With rising prevalency of mouth breathing children caused by developing civilization and increasing pollution, there are many maxillary transverse discrepancy patients with undergrowth of maxilla. For improving this, maxillary mid-palatal suture splitting was often performed. The purpose of this study was to analyse the stress distribution on the craniofacial suture and cranium after rapid maxillary expansion by finite element model. The boy(13Y6M) was chosen for taking computed-tomography for finite element model. Three-dimensional model of maxilla, first premolar, first molar, buccal and lingual part of rapid maxillary expansion were constructed. 1. The alveolar bone adjacent to the first molar and the first premolar that was affected directly by rapid maxillary expansion was displaced laterally approximately 4.04mm at maximum. The force decreased toward anterior region and frontal alveolar bone displaced laterally about 3.18mm. 2. A forward maximum displacement was exhibited at zygomatic process middle region. 3. At maximum, maxillary median part experienced 0.973mm downward repositioning and 0.65mm upward repositioning at lateral alveolar bone. 4. Von mises stress was observed the largest stress distribution around teeth and zygomatic buttress. 5. The largest tensile force was observed around alveolar bone of teeth, while compression force was observed at zygomatic buttress.

◆ What to do ◆
According to the study summary on rapid maxillary expansion, what was the maximum lateral displacement of the alveolar bone next to the first molar and first premolar? Answer using only the study summary above.

◆ Data for analysis ◆
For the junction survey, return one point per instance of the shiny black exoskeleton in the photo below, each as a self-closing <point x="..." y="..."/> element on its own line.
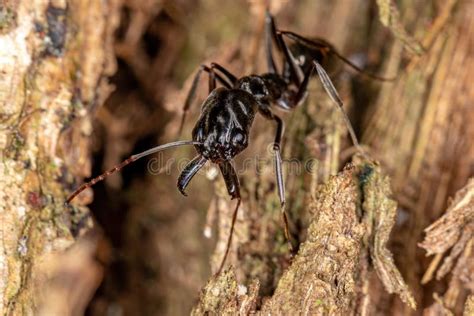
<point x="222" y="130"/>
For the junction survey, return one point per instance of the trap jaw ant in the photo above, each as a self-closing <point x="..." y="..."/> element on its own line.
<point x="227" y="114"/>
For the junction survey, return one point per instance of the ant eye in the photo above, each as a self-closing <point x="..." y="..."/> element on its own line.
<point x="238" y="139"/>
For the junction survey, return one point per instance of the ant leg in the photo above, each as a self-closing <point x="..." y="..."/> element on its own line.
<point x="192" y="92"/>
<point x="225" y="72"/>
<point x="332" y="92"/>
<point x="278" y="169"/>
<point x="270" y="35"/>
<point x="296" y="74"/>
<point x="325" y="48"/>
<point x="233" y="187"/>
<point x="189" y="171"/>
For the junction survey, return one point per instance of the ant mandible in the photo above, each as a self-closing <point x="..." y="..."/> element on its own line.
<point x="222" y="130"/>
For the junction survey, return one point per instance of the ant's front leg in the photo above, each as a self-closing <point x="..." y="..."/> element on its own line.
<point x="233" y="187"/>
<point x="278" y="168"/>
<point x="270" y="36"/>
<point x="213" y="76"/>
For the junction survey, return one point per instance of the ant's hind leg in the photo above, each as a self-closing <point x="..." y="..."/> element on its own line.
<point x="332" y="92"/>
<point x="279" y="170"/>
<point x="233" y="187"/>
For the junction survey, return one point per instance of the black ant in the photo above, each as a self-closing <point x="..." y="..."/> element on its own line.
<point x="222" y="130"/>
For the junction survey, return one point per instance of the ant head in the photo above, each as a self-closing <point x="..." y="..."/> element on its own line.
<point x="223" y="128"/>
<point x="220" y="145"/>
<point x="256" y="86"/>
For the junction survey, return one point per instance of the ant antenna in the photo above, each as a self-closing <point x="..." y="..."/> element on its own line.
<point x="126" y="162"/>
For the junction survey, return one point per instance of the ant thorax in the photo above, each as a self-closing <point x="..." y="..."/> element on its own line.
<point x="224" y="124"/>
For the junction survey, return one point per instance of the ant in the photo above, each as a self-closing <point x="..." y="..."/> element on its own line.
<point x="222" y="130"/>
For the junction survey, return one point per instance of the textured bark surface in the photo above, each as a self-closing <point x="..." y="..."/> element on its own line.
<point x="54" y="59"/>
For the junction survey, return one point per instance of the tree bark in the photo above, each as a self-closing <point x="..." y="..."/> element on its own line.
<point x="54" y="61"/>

--

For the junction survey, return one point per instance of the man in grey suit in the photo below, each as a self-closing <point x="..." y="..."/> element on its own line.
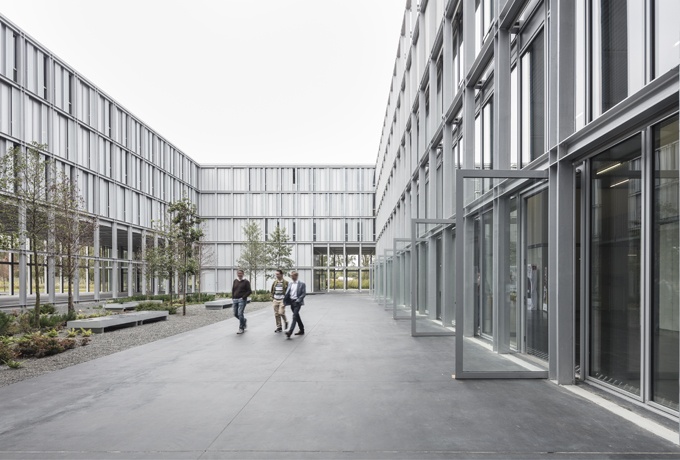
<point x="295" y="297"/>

...

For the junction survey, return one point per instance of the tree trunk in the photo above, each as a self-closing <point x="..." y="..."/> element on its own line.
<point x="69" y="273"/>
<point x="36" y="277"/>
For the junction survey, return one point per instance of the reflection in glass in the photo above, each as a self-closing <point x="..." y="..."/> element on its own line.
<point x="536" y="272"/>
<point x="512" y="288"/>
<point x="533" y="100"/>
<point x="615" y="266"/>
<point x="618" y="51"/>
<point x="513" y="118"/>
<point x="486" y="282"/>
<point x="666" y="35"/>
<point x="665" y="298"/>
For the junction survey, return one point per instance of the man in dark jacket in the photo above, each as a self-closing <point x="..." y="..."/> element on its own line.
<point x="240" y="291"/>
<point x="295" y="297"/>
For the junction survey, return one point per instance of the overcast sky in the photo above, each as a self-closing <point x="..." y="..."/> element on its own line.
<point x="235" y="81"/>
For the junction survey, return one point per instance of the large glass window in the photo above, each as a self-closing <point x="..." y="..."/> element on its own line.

◆ Exercise response ◆
Approximately 4.04 mm.